PROMPT
Output every line from the beginning of the records through the line that contains "Segment every instance of the open", exactly as it appears.

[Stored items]
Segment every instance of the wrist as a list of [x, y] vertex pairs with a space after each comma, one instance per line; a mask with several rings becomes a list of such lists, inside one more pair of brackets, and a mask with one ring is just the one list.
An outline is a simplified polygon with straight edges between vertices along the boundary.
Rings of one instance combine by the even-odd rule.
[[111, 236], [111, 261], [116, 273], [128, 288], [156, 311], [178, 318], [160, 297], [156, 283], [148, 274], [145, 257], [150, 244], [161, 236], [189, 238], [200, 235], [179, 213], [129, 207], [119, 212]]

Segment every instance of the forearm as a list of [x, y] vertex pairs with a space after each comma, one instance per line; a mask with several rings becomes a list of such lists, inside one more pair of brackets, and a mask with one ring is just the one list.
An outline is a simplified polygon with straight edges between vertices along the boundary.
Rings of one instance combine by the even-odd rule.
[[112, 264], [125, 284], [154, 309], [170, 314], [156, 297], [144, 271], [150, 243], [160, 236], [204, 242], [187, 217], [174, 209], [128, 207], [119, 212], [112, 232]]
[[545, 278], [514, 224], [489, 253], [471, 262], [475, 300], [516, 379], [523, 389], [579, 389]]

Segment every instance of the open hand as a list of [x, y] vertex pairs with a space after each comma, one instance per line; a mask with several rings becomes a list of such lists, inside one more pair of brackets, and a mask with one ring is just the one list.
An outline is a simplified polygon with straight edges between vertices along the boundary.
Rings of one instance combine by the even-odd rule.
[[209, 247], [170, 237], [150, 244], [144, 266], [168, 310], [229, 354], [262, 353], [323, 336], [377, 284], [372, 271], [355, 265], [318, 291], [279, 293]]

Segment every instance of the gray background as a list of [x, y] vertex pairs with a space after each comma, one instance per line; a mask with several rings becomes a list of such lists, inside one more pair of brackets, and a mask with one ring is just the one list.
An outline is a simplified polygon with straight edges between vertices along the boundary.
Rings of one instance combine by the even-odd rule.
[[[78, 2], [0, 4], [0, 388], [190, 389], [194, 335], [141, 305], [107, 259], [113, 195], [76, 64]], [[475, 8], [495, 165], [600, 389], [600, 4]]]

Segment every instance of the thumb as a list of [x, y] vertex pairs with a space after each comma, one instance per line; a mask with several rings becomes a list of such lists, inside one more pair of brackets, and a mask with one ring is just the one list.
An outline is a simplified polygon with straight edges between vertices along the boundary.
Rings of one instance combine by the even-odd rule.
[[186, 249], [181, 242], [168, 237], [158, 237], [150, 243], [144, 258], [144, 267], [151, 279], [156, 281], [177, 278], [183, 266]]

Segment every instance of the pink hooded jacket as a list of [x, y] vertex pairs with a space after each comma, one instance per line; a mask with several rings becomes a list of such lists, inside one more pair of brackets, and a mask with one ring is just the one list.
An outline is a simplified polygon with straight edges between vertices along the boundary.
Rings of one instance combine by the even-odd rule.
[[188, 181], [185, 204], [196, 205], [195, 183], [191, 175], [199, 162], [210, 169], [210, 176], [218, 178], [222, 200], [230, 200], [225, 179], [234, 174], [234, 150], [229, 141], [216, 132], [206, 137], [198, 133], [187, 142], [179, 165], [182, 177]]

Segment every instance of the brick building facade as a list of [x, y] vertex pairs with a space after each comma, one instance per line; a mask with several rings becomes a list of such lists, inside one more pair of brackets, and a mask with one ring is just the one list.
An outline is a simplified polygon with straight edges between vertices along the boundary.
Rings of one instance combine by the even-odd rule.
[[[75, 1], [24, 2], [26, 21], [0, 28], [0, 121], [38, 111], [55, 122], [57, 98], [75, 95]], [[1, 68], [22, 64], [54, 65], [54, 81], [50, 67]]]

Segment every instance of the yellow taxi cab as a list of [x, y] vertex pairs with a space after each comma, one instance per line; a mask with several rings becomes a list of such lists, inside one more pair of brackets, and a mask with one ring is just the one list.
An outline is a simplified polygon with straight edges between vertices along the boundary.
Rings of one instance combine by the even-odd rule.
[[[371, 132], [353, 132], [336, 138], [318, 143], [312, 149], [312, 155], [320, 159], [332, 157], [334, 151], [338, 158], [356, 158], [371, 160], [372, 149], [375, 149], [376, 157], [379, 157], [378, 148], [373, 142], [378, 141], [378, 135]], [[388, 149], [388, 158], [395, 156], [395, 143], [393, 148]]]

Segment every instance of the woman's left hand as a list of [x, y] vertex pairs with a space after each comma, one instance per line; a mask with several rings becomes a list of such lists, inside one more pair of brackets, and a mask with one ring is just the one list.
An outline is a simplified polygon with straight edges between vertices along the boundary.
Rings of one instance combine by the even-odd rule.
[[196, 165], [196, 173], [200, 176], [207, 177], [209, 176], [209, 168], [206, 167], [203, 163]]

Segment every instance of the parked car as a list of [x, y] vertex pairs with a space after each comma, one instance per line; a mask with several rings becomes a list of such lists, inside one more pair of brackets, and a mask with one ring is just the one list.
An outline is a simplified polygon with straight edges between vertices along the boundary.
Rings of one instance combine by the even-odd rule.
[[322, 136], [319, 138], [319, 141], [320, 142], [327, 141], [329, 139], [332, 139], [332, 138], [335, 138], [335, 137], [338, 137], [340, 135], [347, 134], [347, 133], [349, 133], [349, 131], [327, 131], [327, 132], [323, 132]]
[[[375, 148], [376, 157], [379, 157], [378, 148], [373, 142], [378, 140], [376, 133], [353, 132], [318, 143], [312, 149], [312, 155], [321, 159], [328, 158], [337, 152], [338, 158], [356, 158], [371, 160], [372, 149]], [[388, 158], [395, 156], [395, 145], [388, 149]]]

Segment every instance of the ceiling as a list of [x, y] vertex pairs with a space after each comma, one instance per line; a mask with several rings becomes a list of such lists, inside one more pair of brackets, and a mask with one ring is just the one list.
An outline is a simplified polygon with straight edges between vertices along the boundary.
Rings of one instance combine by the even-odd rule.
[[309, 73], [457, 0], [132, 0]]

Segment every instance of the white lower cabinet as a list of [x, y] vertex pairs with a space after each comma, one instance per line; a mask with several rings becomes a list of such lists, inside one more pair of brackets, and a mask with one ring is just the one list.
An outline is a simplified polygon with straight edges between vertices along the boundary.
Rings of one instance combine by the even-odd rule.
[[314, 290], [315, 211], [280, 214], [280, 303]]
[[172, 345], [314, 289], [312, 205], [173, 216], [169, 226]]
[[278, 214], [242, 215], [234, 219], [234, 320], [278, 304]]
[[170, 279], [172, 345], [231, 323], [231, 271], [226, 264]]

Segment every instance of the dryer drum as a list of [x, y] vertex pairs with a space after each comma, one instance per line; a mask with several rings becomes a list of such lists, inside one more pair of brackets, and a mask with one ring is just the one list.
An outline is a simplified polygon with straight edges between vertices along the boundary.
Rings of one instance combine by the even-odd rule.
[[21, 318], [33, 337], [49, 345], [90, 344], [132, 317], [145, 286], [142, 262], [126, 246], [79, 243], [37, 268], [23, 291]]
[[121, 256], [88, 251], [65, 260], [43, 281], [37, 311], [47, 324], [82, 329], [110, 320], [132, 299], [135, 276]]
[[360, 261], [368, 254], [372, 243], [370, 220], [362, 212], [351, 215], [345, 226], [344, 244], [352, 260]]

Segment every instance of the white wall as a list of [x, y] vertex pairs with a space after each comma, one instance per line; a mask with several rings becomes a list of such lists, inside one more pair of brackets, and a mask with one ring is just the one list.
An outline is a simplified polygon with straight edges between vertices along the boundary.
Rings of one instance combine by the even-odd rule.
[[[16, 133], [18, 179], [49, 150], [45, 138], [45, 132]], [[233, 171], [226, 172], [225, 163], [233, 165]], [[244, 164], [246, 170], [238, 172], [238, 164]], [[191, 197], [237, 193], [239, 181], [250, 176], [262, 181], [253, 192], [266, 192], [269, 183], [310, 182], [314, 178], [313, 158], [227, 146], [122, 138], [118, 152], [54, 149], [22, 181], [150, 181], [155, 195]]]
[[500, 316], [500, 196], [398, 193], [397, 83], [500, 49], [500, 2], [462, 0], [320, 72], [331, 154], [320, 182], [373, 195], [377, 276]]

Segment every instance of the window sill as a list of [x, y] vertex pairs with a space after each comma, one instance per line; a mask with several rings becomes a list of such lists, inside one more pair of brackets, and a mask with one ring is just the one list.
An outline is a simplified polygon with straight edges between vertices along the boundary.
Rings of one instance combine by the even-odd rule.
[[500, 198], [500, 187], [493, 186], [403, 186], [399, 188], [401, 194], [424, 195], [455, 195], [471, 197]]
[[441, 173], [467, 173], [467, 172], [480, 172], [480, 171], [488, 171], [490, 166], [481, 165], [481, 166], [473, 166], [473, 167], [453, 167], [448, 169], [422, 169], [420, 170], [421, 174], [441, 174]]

ANSWER SPACE
Segment every instance of the wrist as a list of [x, y] vertex pairs with a space after each comma, one instance per line; a mask with several rings becomes a list of such lists, inside one more pair of brackets, and a mask with one ring is just the one list.
An outline is a simplified polygon with straight edges between vertices along the boundary.
Rings of one instance combine by the even-odd rule.
[[111, 236], [111, 261], [116, 273], [128, 288], [156, 311], [178, 318], [160, 297], [156, 283], [148, 274], [145, 257], [150, 244], [161, 236], [189, 238], [200, 235], [179, 213], [129, 207], [119, 212]]

Segment every instance of the forearm as a list of [x, y] vertex pairs with a space after each comma, one instance per line; a mask with several rings becomes a list of such lists, inside one more pair of brackets, and a mask with one ring is just the one list.
An outline is a simplified polygon with straight edges between vertices along the boundary.
Rings of one instance combine by the even-odd rule.
[[112, 264], [125, 284], [154, 309], [170, 314], [156, 297], [144, 271], [150, 243], [160, 236], [204, 242], [187, 217], [174, 209], [128, 207], [119, 212], [112, 232]]
[[545, 278], [514, 224], [489, 253], [471, 262], [475, 300], [516, 379], [523, 389], [579, 389]]

Segment every instance of the open hand as a list of [x, y] vertex pairs with a space after each comma, one instance per line; a mask with several rings becomes a list of such lists, inside one more pair of brackets, and a mask with one ring is just the one list.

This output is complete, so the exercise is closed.